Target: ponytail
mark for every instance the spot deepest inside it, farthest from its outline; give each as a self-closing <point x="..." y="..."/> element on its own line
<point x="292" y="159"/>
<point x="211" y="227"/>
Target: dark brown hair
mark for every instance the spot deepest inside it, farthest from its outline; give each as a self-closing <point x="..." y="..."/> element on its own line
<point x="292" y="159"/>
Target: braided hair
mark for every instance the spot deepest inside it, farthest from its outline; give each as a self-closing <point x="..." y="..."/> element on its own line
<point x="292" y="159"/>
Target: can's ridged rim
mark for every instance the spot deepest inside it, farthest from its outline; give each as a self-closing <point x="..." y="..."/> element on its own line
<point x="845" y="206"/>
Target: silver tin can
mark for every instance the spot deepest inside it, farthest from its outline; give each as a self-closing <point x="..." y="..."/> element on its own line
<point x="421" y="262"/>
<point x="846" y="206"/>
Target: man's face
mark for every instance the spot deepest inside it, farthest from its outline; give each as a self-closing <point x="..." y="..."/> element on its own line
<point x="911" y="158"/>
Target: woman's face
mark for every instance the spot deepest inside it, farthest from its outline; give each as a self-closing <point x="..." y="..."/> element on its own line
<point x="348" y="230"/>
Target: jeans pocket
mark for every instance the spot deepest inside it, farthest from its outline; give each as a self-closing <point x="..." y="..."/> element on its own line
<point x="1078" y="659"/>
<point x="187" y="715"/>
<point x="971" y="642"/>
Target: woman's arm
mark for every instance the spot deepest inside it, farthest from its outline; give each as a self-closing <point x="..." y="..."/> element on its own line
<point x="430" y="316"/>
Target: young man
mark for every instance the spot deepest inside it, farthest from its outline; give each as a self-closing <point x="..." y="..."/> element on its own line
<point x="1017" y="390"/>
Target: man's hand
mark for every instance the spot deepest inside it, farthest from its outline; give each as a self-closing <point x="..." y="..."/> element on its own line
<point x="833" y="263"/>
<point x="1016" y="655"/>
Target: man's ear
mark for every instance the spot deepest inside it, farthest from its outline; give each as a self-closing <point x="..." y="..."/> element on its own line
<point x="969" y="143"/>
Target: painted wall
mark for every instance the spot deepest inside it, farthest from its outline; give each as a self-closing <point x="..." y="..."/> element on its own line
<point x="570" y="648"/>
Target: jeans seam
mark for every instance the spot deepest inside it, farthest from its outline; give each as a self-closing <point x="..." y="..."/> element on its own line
***
**TASK TO CARRY OUT:** Please make an exact copy of the entries, down to the last character.

**THE COMPLETED TASK:**
Target: ponytail
mark for every instance the spot deepest inside it, farthest from its outline; give each as a self-closing <point x="..." y="..."/> element on its own line
<point x="292" y="159"/>
<point x="211" y="227"/>
Target: dark brown hair
mark for every instance the spot deepest inside it, farthest from its outline; give each as a self-closing <point x="..." y="..."/> element on its own line
<point x="292" y="159"/>
Target: braided hair
mark for every instance the spot deepest inside it, farthest from its outline; give each as a self-closing <point x="..." y="..."/> element on its own line
<point x="292" y="159"/>
Target: can's ridged rim
mark for every instance the spot deepest inside it, farthest from its outline; give each as a self-closing <point x="..." y="..."/> element on its own line
<point x="845" y="206"/>
Target: silver tin can
mark for every instance the spot deepest inside it, farthest from its outline; give each as a self-closing <point x="..." y="..."/> element on its own line
<point x="421" y="262"/>
<point x="846" y="206"/>
Target: man's face
mark for every instance the spot deepest inside it, farthest from its outline; give each as a self-closing <point x="..." y="..."/> element on its own line
<point x="911" y="158"/>
Target: woman's face
mark for every instance the spot deepest inside it, farthest from its outline; give each as a self-closing <point x="..." y="..."/> element on its own line
<point x="348" y="230"/>
Target: jeans pocket
mark for every instance the spot deepest inside it, farthest from its outline; give each as a self-closing <point x="..." y="..."/> element on its own line
<point x="1078" y="659"/>
<point x="187" y="715"/>
<point x="971" y="642"/>
Target: woman's arm
mark for every instance the spot deepest inside it, farthest from its outline; give each as a self-closing <point x="..." y="..."/> element on its own line
<point x="430" y="316"/>
Target: young man
mark for every instance the spot deepest inside it, farthest from its outline; give each as a self-closing <point x="..." y="..."/> element on its own line
<point x="1017" y="390"/>
Target: man's hand
mark for every instance the spot deepest inside it, farthest from its outline; give each as a self-closing <point x="..." y="..."/> element on its own line
<point x="833" y="263"/>
<point x="1016" y="655"/>
Target: man's ear
mark for every instance the spot deepest inside it, farthest from its outline; give each as a self-closing <point x="..." y="..."/> element on its own line
<point x="969" y="143"/>
Target: painted wall
mark for every instance the spot deepest inside it, farthest from its outline; give each as a self-closing <point x="..." y="..."/> element on its own line
<point x="570" y="648"/>
Target: jeans seam
mark for every instance the spot deepest inside it, farthest from its outline; give each as a self-closing <point x="..." y="..."/> element on its own line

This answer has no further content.